=== EXERCISE AIM ===
Print the lines below word for word, beginning with the first and ending with the line that holds "# test: locate the yellow", and skip every picture.

=== RECORD SET ===
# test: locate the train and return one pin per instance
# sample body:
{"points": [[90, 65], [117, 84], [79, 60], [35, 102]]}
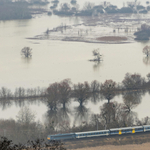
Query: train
{"points": [[99, 133]]}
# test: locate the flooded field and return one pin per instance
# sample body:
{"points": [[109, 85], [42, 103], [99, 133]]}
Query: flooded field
{"points": [[56, 56]]}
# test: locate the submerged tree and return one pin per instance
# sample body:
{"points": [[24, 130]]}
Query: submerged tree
{"points": [[96, 54], [146, 50], [81, 92], [26, 52], [64, 91], [133, 81], [53, 96], [108, 89]]}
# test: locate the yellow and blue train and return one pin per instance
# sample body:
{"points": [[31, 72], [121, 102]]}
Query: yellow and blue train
{"points": [[98, 133]]}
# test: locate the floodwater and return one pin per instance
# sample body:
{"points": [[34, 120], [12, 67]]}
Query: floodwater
{"points": [[53, 61]]}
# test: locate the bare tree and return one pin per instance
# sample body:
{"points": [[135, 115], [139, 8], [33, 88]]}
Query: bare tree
{"points": [[81, 92], [97, 55], [53, 96], [64, 91], [108, 89], [26, 52], [133, 81], [25, 116], [146, 50]]}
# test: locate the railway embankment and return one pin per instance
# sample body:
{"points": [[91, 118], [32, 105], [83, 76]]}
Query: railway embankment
{"points": [[101, 142]]}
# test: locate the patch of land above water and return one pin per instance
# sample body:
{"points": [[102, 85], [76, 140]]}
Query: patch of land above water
{"points": [[112, 38]]}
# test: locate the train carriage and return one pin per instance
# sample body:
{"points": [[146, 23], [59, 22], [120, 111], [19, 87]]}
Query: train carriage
{"points": [[61, 136], [126, 130], [92, 134], [146, 128], [98, 133]]}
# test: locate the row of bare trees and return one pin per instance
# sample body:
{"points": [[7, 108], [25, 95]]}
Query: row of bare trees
{"points": [[62, 92]]}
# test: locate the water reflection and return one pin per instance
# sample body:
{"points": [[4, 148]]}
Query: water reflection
{"points": [[146, 60], [131, 100], [4, 104]]}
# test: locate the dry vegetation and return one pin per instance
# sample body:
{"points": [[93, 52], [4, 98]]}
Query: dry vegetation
{"points": [[112, 38]]}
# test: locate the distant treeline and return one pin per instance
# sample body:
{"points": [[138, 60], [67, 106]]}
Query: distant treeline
{"points": [[66, 89], [90, 9], [19, 9]]}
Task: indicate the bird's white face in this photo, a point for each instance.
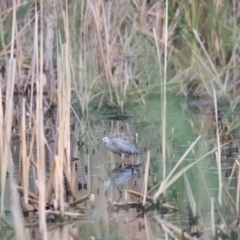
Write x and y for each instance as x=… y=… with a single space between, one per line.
x=106 y=139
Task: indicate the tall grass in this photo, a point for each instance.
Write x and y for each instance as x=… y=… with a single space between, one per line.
x=101 y=54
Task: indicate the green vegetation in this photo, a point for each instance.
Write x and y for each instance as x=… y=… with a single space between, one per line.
x=59 y=58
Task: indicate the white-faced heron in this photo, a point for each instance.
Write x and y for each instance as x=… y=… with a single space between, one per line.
x=120 y=146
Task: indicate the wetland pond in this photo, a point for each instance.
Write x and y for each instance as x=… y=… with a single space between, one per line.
x=189 y=207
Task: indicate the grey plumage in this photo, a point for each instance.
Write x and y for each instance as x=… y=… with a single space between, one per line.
x=120 y=146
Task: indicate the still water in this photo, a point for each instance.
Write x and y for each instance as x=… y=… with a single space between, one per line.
x=112 y=213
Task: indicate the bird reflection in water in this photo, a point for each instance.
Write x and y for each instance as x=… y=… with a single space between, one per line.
x=121 y=175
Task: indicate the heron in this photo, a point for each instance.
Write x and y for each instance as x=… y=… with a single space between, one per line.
x=120 y=146
x=121 y=175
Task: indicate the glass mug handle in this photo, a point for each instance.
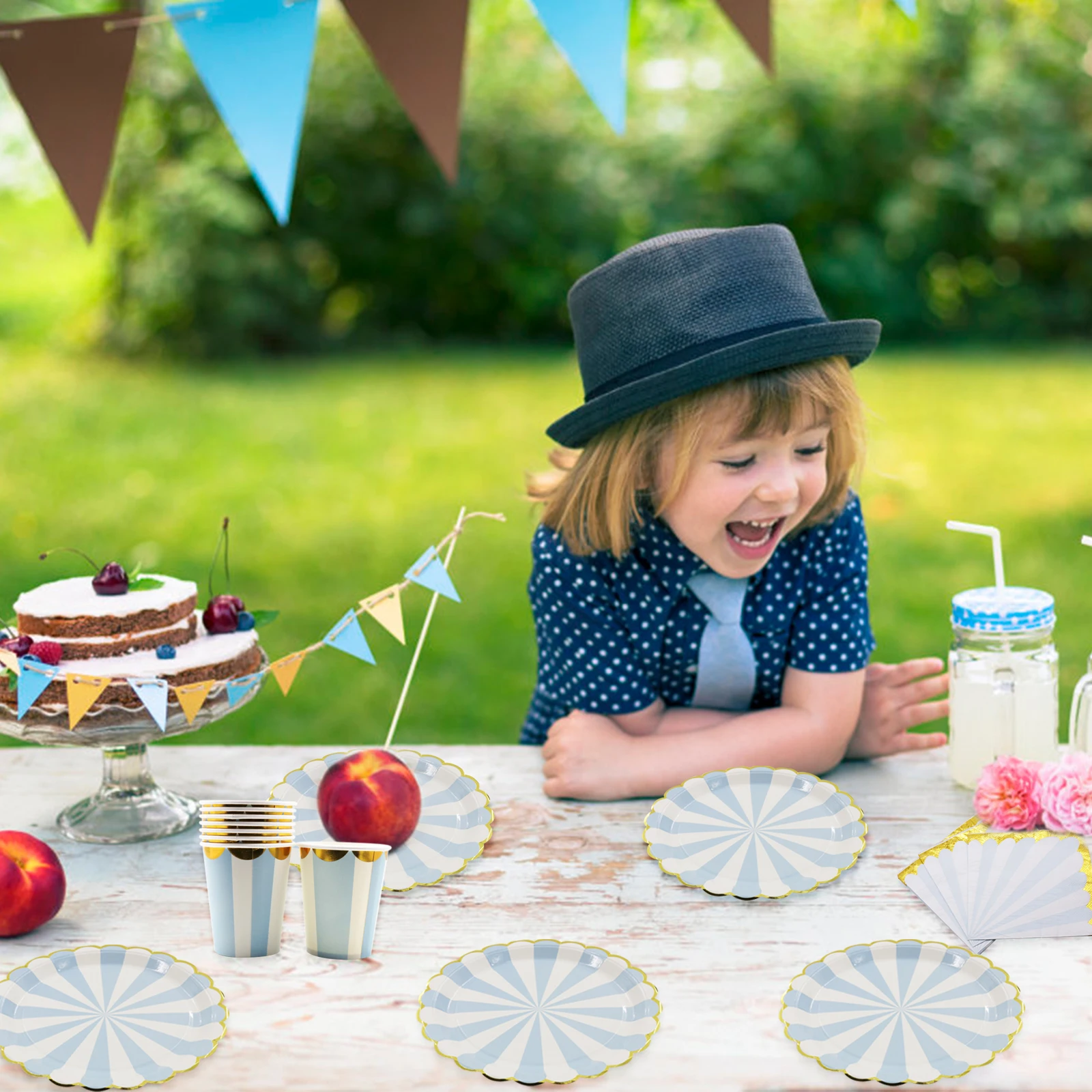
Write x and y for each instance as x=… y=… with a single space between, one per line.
x=1078 y=725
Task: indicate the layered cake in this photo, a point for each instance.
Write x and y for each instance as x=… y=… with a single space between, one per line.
x=134 y=635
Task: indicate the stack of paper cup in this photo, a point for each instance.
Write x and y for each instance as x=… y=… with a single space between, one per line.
x=246 y=846
x=343 y=882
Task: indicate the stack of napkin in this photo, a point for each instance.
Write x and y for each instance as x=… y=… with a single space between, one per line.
x=986 y=886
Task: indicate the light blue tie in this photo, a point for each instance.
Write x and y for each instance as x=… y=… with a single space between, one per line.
x=725 y=659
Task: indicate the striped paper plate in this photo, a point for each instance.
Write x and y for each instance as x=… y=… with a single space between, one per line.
x=109 y=1017
x=902 y=1010
x=755 y=833
x=456 y=818
x=540 y=1011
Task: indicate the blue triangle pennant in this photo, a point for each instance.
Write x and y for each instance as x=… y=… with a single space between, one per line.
x=349 y=637
x=33 y=680
x=240 y=687
x=429 y=573
x=153 y=693
x=255 y=59
x=593 y=36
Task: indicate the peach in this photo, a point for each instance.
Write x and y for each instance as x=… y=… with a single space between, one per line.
x=369 y=796
x=32 y=884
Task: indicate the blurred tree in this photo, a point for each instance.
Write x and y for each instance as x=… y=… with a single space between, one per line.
x=937 y=176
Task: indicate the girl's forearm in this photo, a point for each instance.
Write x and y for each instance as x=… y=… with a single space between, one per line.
x=781 y=737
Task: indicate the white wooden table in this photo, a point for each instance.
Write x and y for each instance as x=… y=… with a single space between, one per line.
x=555 y=870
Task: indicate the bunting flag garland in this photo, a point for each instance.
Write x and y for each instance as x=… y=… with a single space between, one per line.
x=255 y=59
x=153 y=695
x=593 y=36
x=285 y=671
x=429 y=573
x=388 y=613
x=33 y=680
x=418 y=46
x=83 y=691
x=192 y=696
x=349 y=637
x=242 y=686
x=751 y=19
x=69 y=76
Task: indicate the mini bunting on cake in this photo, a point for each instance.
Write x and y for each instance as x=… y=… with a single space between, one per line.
x=388 y=612
x=83 y=691
x=33 y=680
x=153 y=693
x=285 y=671
x=349 y=637
x=192 y=697
x=240 y=687
x=429 y=573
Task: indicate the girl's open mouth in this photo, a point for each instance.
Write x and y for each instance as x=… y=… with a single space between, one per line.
x=753 y=538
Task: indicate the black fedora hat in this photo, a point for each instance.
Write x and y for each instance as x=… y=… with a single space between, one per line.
x=691 y=309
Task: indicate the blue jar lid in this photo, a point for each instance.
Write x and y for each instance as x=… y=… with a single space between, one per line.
x=1003 y=609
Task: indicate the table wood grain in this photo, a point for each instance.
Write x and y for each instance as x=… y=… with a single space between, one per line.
x=560 y=870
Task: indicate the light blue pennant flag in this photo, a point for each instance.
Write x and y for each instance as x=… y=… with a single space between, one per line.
x=593 y=36
x=33 y=680
x=242 y=686
x=255 y=59
x=429 y=573
x=349 y=637
x=153 y=693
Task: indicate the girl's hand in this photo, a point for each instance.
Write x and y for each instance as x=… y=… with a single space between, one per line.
x=587 y=757
x=897 y=697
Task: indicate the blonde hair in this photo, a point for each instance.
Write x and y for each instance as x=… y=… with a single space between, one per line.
x=597 y=496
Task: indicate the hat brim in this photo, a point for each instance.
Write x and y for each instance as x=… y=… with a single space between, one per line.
x=854 y=339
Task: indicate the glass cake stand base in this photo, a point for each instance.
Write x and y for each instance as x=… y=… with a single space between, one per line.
x=129 y=805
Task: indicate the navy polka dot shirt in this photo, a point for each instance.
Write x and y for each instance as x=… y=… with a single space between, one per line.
x=616 y=635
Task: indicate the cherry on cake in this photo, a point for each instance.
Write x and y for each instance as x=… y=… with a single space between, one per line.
x=118 y=636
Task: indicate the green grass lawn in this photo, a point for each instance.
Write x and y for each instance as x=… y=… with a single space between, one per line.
x=338 y=473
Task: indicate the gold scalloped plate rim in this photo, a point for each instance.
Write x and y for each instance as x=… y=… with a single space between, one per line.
x=128 y=948
x=943 y=1077
x=551 y=940
x=730 y=895
x=442 y=762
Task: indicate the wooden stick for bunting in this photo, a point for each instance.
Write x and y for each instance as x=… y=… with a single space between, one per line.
x=424 y=631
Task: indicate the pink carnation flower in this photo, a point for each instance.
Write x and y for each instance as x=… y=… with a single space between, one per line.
x=1008 y=794
x=1066 y=790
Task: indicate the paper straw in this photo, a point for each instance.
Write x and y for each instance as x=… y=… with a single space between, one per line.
x=979 y=529
x=424 y=631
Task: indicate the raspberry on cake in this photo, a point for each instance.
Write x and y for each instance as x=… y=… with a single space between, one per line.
x=118 y=636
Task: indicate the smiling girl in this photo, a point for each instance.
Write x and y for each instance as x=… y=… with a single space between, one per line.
x=700 y=573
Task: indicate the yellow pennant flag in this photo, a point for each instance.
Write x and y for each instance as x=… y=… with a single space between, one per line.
x=388 y=612
x=284 y=671
x=83 y=691
x=192 y=697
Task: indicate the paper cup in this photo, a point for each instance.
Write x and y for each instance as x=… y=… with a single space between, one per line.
x=342 y=885
x=247 y=886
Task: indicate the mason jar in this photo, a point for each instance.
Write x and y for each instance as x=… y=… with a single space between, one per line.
x=1003 y=680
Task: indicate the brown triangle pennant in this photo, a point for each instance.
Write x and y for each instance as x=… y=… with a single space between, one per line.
x=191 y=697
x=69 y=76
x=753 y=20
x=418 y=46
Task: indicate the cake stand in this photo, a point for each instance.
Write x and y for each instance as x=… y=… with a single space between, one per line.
x=129 y=805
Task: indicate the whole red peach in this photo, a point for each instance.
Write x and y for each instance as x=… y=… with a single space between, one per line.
x=32 y=884
x=369 y=796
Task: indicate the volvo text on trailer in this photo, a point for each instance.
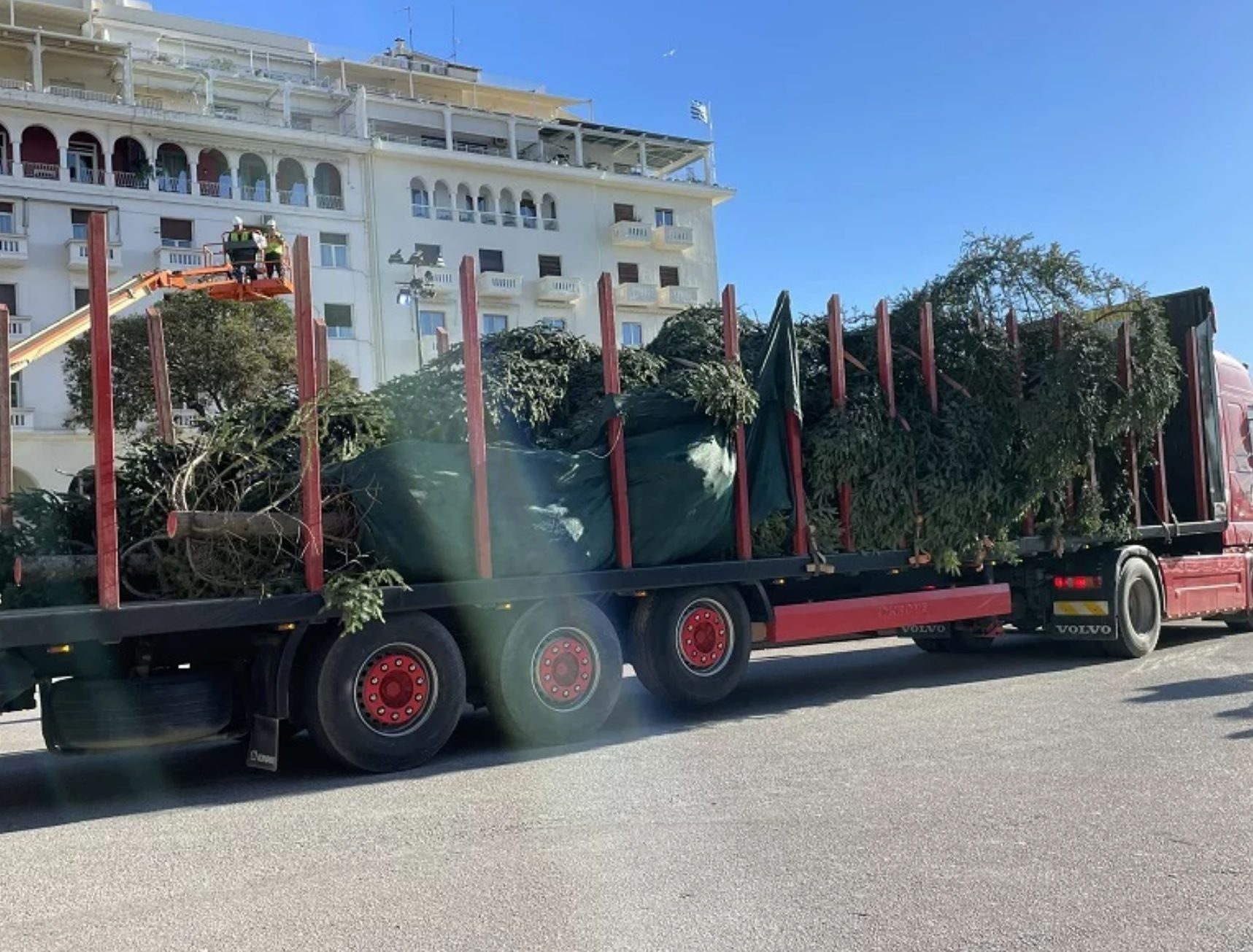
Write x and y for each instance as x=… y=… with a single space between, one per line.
x=545 y=653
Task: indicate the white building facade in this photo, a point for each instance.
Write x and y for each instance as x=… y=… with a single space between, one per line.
x=174 y=125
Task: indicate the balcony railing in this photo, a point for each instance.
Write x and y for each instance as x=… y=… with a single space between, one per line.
x=632 y=234
x=87 y=96
x=13 y=249
x=171 y=258
x=558 y=290
x=679 y=296
x=636 y=295
x=673 y=237
x=216 y=190
x=78 y=255
x=500 y=285
x=49 y=171
x=131 y=179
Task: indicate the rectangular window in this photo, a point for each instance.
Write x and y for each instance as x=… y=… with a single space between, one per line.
x=176 y=233
x=494 y=323
x=78 y=223
x=339 y=320
x=335 y=249
x=428 y=256
x=429 y=322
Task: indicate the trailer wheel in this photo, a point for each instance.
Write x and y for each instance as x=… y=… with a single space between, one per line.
x=558 y=674
x=690 y=646
x=389 y=697
x=1138 y=606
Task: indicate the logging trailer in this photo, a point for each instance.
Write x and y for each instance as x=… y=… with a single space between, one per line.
x=545 y=653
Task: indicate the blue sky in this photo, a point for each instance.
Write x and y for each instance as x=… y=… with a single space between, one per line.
x=866 y=138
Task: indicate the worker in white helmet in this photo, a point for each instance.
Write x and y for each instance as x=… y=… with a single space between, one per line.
x=242 y=249
x=274 y=248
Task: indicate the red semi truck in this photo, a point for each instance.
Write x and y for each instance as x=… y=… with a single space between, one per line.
x=545 y=653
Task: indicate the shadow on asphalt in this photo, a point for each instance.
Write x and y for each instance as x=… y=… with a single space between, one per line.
x=39 y=789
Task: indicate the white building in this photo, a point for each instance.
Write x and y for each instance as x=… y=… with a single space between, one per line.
x=176 y=125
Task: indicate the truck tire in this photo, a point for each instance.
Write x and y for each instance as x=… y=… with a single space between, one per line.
x=80 y=714
x=690 y=646
x=386 y=698
x=1138 y=611
x=558 y=674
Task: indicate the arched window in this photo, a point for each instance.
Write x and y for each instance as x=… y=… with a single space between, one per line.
x=213 y=174
x=84 y=158
x=442 y=202
x=487 y=206
x=253 y=178
x=465 y=204
x=40 y=155
x=173 y=172
x=419 y=198
x=131 y=168
x=548 y=212
x=529 y=213
x=291 y=183
x=328 y=187
x=508 y=208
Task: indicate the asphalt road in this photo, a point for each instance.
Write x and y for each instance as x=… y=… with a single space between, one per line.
x=866 y=797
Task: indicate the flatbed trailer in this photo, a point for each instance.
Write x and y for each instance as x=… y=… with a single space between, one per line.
x=545 y=653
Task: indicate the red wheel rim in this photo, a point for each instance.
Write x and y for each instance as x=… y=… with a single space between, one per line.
x=395 y=689
x=566 y=669
x=704 y=638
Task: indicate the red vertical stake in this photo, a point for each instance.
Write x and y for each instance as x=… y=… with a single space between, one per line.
x=101 y=415
x=1198 y=431
x=161 y=376
x=928 y=346
x=617 y=445
x=730 y=351
x=477 y=425
x=1125 y=379
x=306 y=390
x=5 y=422
x=840 y=400
x=884 y=336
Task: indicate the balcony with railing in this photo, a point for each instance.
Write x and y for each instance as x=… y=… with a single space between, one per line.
x=77 y=253
x=500 y=285
x=181 y=258
x=673 y=237
x=636 y=295
x=13 y=249
x=631 y=234
x=19 y=328
x=678 y=296
x=558 y=290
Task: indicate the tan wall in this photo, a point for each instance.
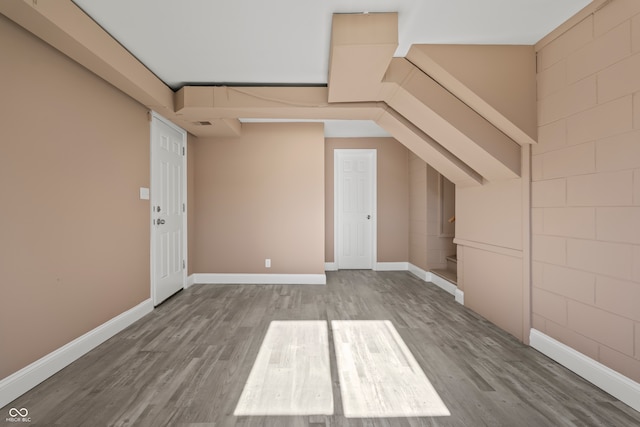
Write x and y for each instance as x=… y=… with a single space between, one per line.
x=586 y=188
x=418 y=212
x=428 y=245
x=191 y=200
x=491 y=228
x=260 y=196
x=392 y=196
x=74 y=236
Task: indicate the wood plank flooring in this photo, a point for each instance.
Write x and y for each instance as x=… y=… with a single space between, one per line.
x=379 y=377
x=291 y=374
x=186 y=363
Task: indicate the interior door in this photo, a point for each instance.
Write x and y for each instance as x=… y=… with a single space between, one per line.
x=355 y=203
x=168 y=208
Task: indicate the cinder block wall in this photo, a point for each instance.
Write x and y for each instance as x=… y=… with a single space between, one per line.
x=586 y=189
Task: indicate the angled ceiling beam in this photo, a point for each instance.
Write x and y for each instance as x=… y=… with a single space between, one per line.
x=451 y=122
x=497 y=81
x=195 y=103
x=362 y=46
x=67 y=28
x=428 y=149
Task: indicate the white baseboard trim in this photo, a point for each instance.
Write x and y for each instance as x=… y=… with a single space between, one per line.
x=444 y=284
x=614 y=383
x=330 y=266
x=190 y=281
x=391 y=266
x=259 y=279
x=18 y=383
x=418 y=272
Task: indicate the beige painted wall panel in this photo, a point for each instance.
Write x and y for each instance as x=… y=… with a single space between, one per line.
x=636 y=109
x=613 y=14
x=551 y=137
x=620 y=79
x=261 y=196
x=191 y=200
x=569 y=42
x=491 y=214
x=636 y=187
x=619 y=224
x=570 y=222
x=598 y=325
x=550 y=193
x=551 y=306
x=577 y=341
x=552 y=79
x=601 y=53
x=537 y=220
x=598 y=274
x=611 y=259
x=603 y=189
x=635 y=34
x=393 y=196
x=572 y=99
x=588 y=125
x=74 y=152
x=495 y=289
x=635 y=274
x=576 y=284
x=618 y=152
x=575 y=160
x=637 y=328
x=549 y=249
x=620 y=362
x=618 y=296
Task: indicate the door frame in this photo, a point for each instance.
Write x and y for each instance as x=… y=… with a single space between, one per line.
x=337 y=190
x=154 y=119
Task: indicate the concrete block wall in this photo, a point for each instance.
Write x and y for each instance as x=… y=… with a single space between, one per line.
x=586 y=189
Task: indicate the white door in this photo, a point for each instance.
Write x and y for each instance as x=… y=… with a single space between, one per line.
x=168 y=208
x=355 y=205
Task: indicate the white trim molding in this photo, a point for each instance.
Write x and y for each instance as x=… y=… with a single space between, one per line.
x=614 y=383
x=18 y=383
x=330 y=266
x=418 y=272
x=259 y=279
x=191 y=280
x=443 y=284
x=391 y=266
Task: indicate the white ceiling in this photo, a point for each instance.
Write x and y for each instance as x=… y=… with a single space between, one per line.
x=287 y=41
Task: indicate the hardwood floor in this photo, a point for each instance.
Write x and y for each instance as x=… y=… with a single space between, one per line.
x=186 y=363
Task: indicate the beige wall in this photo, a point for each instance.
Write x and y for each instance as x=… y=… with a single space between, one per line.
x=392 y=196
x=74 y=236
x=260 y=196
x=492 y=236
x=586 y=188
x=191 y=200
x=428 y=244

=== ANSWER FOR THIS EXERCISE ===
# test: locate the train and return one pin per instance
# sample body:
{"points": [[90, 65], [117, 84], [79, 60], [35, 102]]}
Query: train
{"points": [[99, 133]]}
# test: locate the flooded field and return one pin per instance
# sample body:
{"points": [[109, 85], [42, 103], [99, 133]]}
Query: flooded field
{"points": [[56, 56]]}
# test: locate the submerged tree and return one pin per instance
# sample body:
{"points": [[24, 130]]}
Query: submerged tree
{"points": [[96, 54], [146, 50], [81, 92], [26, 52], [64, 91], [133, 81], [53, 96], [108, 89]]}
# test: locate the yellow and blue train and return one pin per instance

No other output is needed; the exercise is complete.